Task to complete
Your copy should hold every record verbatim and none of the pictures.

Segment Start: Excerpted data

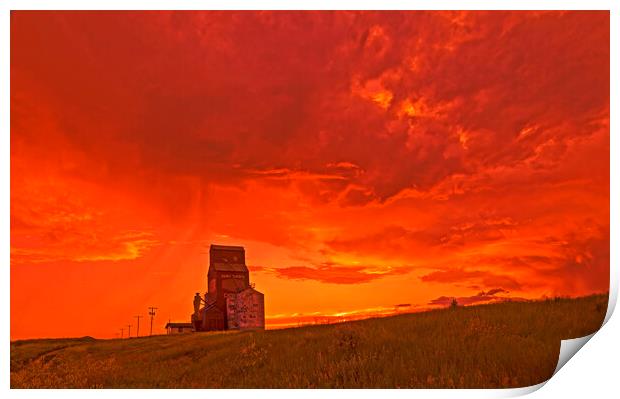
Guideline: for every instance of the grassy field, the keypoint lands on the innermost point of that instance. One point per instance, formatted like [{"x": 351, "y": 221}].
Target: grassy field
[{"x": 511, "y": 344}]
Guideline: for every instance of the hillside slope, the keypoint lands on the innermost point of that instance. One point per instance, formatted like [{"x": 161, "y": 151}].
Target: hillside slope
[{"x": 501, "y": 345}]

Segment End: Excerpted data

Answer section
Guideline: for every instance of the grassy field, the keypoint lands on the innermost point of that instance. One point per instance, formatted like [{"x": 351, "y": 221}].
Target: grassy field
[{"x": 511, "y": 344}]
Guideline: for every instance of the hillside slope, the keypoint lands on the innermost point of that instance. One point per instance, formatted like [{"x": 161, "y": 151}].
Target: hillside slope
[{"x": 501, "y": 345}]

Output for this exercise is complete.